> **Objective**: Quote the whole listing word for word. Do not include the pictures.

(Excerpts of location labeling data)
§

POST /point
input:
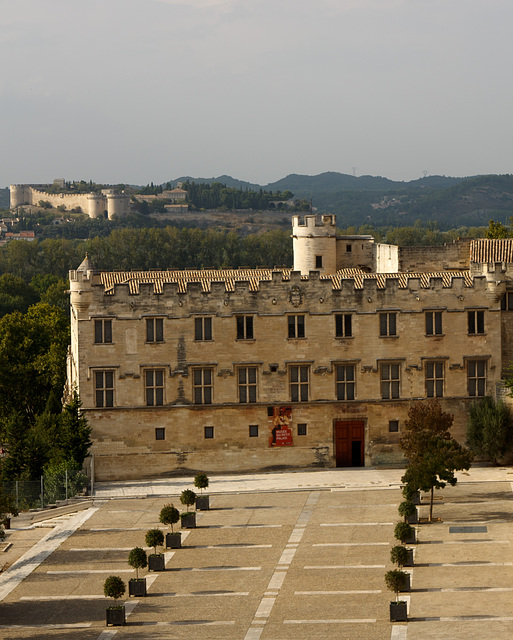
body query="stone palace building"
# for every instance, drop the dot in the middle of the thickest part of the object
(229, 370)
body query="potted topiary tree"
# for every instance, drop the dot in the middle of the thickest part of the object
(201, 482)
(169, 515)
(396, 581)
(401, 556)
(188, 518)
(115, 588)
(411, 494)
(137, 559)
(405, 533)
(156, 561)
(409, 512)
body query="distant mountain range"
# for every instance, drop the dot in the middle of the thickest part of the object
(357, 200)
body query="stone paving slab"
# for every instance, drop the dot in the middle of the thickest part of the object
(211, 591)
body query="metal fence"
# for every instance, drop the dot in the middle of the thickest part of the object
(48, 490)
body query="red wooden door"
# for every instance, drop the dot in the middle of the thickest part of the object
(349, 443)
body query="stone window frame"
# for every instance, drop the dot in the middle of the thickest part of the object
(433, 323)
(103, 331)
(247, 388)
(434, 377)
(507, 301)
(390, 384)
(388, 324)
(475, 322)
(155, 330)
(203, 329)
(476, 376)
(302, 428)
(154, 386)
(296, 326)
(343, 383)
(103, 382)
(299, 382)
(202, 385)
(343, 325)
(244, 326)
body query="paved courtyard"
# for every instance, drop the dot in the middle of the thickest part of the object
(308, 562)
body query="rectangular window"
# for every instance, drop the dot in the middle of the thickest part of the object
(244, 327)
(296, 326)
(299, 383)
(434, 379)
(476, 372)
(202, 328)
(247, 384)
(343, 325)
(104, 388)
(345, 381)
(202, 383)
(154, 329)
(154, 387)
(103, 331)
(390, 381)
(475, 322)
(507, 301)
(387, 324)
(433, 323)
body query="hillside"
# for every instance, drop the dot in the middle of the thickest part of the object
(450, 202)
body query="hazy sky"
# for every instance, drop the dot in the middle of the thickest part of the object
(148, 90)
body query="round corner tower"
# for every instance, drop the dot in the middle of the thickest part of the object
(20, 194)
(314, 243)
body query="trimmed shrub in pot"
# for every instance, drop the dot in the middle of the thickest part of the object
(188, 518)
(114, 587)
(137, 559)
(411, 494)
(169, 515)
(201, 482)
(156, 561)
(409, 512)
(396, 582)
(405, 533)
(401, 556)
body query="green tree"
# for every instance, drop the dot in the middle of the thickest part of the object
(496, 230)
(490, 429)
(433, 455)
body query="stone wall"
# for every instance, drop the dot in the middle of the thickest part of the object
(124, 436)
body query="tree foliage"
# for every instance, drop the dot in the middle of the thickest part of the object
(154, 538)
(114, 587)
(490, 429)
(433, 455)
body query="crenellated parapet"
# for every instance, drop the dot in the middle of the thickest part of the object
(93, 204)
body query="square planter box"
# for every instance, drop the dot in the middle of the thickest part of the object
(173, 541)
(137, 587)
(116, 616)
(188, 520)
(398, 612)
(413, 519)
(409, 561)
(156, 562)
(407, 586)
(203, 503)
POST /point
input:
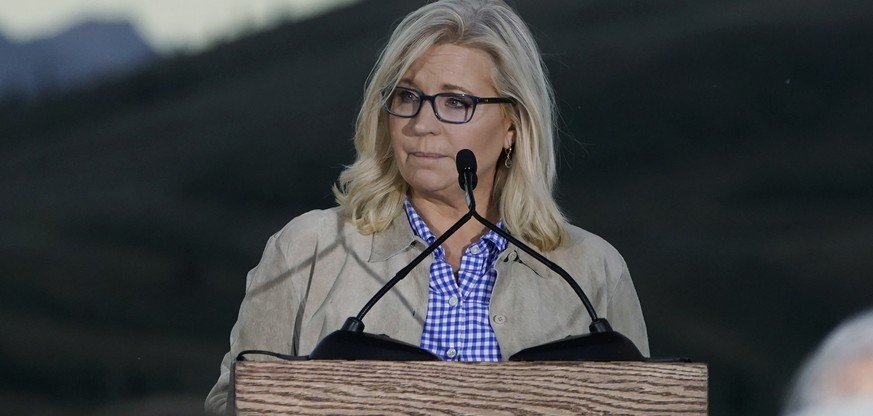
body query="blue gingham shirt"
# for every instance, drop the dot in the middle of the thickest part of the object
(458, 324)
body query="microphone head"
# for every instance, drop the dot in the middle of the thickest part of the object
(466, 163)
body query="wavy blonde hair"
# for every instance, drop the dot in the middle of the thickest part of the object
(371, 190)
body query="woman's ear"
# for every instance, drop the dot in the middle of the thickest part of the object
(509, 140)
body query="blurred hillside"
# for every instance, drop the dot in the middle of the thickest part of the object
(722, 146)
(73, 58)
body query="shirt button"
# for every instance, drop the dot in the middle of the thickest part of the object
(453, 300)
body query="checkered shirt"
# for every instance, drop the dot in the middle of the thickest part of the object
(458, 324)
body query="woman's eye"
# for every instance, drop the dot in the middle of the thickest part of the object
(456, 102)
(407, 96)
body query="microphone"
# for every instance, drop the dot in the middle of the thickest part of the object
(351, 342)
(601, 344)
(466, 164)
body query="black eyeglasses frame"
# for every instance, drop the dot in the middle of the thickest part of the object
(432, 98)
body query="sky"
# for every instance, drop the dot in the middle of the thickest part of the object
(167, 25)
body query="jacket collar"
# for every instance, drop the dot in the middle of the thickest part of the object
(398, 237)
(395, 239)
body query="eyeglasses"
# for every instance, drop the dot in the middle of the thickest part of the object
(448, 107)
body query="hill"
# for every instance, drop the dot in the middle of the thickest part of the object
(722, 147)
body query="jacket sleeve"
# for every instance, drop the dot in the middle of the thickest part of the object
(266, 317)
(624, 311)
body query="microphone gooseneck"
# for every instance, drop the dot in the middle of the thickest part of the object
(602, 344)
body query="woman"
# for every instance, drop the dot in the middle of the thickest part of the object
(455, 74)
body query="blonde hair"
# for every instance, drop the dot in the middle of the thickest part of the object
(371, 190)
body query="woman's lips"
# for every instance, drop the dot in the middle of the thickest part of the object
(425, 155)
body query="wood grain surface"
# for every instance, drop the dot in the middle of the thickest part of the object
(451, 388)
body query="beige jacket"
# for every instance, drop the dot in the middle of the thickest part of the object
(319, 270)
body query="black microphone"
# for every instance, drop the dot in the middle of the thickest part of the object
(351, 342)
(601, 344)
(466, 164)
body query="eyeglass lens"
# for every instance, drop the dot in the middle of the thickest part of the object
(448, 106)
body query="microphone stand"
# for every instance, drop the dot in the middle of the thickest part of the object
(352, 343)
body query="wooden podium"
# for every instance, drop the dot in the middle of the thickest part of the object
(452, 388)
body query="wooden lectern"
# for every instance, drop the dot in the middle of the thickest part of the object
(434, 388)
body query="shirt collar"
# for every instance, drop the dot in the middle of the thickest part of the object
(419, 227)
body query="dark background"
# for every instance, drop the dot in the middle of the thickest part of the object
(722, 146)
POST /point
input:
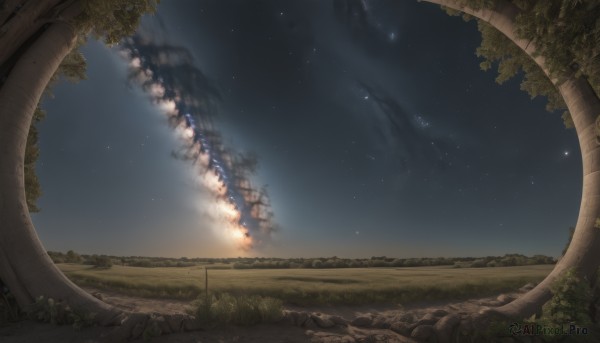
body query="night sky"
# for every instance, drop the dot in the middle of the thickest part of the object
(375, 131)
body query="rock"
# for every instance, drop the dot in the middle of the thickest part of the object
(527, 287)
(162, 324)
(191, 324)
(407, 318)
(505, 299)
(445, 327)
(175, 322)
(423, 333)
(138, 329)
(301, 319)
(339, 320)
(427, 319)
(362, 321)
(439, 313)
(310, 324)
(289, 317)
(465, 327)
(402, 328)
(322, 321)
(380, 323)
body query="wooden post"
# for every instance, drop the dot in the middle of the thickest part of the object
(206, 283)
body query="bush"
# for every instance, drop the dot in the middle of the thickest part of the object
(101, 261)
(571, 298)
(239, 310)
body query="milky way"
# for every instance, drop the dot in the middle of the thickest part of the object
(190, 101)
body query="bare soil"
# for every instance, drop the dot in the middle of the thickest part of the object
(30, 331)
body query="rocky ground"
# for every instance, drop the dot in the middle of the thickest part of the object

§

> **Output for this exercise**:
POST /point
input:
body query="stone palace building"
# for every instance, drop the dot in the middle of the thickest part of the object
(229, 370)
body query="potted topiary tree"
# for every instance, drop the dot in the middle of the thickest part of the object
(201, 482)
(169, 515)
(396, 581)
(401, 556)
(188, 518)
(115, 588)
(411, 494)
(137, 559)
(405, 533)
(156, 561)
(409, 512)
body query="distant mountain range"
# for every instance, drop the dot in the middle of the thickest part of the object
(357, 200)
body query="stone paving slab"
# for every instance, drop the dot in the middle of the thickest part of the object
(211, 591)
body query="metal fence"
# for every instance, drop the dot in the middle of the thickest part of the object
(48, 490)
body query="red wooden door"
# for every instance, drop the dot in the middle of the thickest part of the object
(349, 443)
body query="stone window frame"
# for every instance, drop the dot in the middle of the thickest part of the object
(433, 323)
(103, 331)
(247, 388)
(434, 377)
(507, 301)
(390, 384)
(388, 324)
(475, 322)
(155, 330)
(203, 329)
(476, 376)
(302, 428)
(154, 386)
(296, 326)
(343, 383)
(103, 382)
(299, 382)
(202, 385)
(343, 325)
(244, 326)
body query="paved courtyard"
# for every instance, drop the dot in the middle of the thickest part of the object
(308, 562)
body query="rectangular window"
# for every instance, drop the dot in the middle of the thickest part of the object
(244, 327)
(296, 326)
(299, 383)
(434, 379)
(476, 372)
(202, 328)
(247, 384)
(343, 325)
(104, 388)
(345, 381)
(202, 383)
(154, 329)
(154, 387)
(103, 331)
(390, 381)
(475, 322)
(507, 301)
(387, 324)
(433, 323)
body query="hillside"
# for every instance, drop the dot in the middle of the thickest part of the object
(450, 202)
body query="hazy sky"
# for every instance, drop the dot in the middle of the thickest part of the object
(148, 90)
body query="round corner tower"
# for every instance, drop the dot in the middle of the thickest part of the object
(20, 194)
(314, 243)
body query="trimmed shrub in pot"
# for every instance, drop the dot in the middle of the thickest part of the object
(188, 518)
(114, 587)
(137, 559)
(411, 494)
(169, 515)
(201, 482)
(156, 561)
(409, 512)
(396, 582)
(405, 533)
(401, 556)
body query="green tree"
# for every instance, drop the dot in the middle of the thickest part of the object
(496, 230)
(490, 429)
(433, 455)
body query="stone wall"
# for every instance, drop the dot in the middle of the thickest part of the object
(124, 436)
body query="tree foliage"
# for every instance, drop the dot in the middle of the thickest part of the object
(154, 538)
(114, 587)
(490, 429)
(433, 455)
body query="crenellated parapet"
# for every instance, drop the dot in the middle of the thickest part of the object
(93, 204)
body query="square planter box"
# for every instance, drop the dot in the middle of the thickest part of the object
(173, 541)
(137, 587)
(116, 616)
(188, 520)
(398, 612)
(413, 519)
(409, 561)
(156, 562)
(407, 586)
(203, 503)
POST /point
input:
body query="blue gingham shirt"
# for every instance, drop the dot in the middle of the thickest part of the object
(458, 324)
body query="microphone head"
# for every instance, drop the dot in the middle of the thickest part of the object
(466, 163)
body query="wavy blonde hair"
# for every instance, drop the dot in the middle of the thickest part of the object
(371, 190)
body query="woman's ear"
# for every instance, drop the dot in the middle of the thickest part of the object
(509, 140)
body query="blurred hillside"
# for every instance, drop the dot in the middle of the thickest part of the object
(722, 146)
(73, 58)
body query="shirt button"
# for every instance, drop the dot in the middle of the thickest part of the object
(453, 300)
body query="checkered shirt"
# for every instance, drop the dot in the middle of the thickest part of the object
(458, 324)
body query="woman's eye"
# for every instance, drop the dot in the middle of the thickest part of the object
(456, 102)
(407, 96)
body query="microphone"
# for every instance, drop the dot in the middle of the thickest part of the object
(351, 342)
(601, 344)
(466, 164)
body query="black eyeglasses frame"
# for every instance, drop the dot in the middle of the thickest part of the object
(432, 98)
body query="sky"
# for every instance, drop the dot in the middle of the thickest part of the object
(167, 25)
body query="jacket collar"
# for every instance, drop the dot in the middle of the thickest part of the object
(398, 237)
(395, 239)
body query="eyeglasses"
# for every instance, drop the dot in the middle of the thickest part of the object
(448, 107)
body query="hill"
# for every instance, drop the dot in the middle of the thickest part of the object
(722, 147)
body query="jacket sleeve"
# for every instance, drop the dot in the middle of the thickest part of the object
(266, 317)
(624, 311)
body query="microphone gooseneck"
# for every instance, drop the dot in the middle of the thickest part of the object
(602, 344)
body query="woman"
# for every instance, drop the dot in the middle of the thickest part of the object
(455, 74)
body query="blonde hair"
# for every instance, drop the dot in the middle of the thickest part of the object
(371, 190)
body query="woman's lips"
# for every instance, drop the dot in the middle of the thickest part of the object
(425, 155)
body query="wood grain surface"
# for every instance, drop the dot in the middle of the thickest part of the object
(451, 388)
body query="beige jacket"
# for every instance, drop the dot in the middle of the thickest part of the object
(319, 270)
body query="black microphone"
# for every instance, drop the dot in the middle of the thickest part of the object
(351, 342)
(601, 344)
(466, 164)
body query="eyeglass lens"
# for every instance, drop the dot in the middle of the thickest part of the object
(448, 106)
body query="microphone stand"
# for every instance, drop the dot in the middle of the thickest part of the object
(352, 343)
body query="wooden podium"
# for every instance, drop the dot in the middle of the thickest part of the object
(452, 388)
body query="wooden lectern"
# for every instance, drop the dot in the middle of the thickest part of the object
(434, 388)
body query="shirt collar"
# for every instance, drop the dot in the middle of the thickest part of the object
(419, 227)
body query="dark background"
# for every instance, drop the dot in the middle of the thickest part of the object
(722, 146)
POST /point
input:
body query="night sky"
# for every instance, drop the dot in the middle of the thickest part of the object
(375, 131)
body query="rock"
# for every instance, drop the dot in the middle of the thickest part of the object
(527, 287)
(162, 324)
(191, 324)
(407, 318)
(505, 299)
(445, 327)
(175, 322)
(423, 333)
(138, 329)
(301, 319)
(339, 320)
(427, 319)
(362, 321)
(439, 313)
(310, 324)
(289, 317)
(465, 327)
(402, 328)
(322, 321)
(380, 323)
body query="wooden post"
# for every instance, drop the dot in the middle of the thickest part of the object
(206, 283)
body query="bush"
# for every instance, drop the dot in the middle of the thickest part of the object
(101, 261)
(571, 298)
(239, 310)
body query="milky way"
# for every instance, drop the dot in the middle of the thickest part of the object
(190, 101)
body query="bare soil"
# for every instance, drop the dot in the middle of the thickest part of the object
(30, 331)
body query="rocky ground"
# for every instance, drop the dot in the middle of the thickest part of the object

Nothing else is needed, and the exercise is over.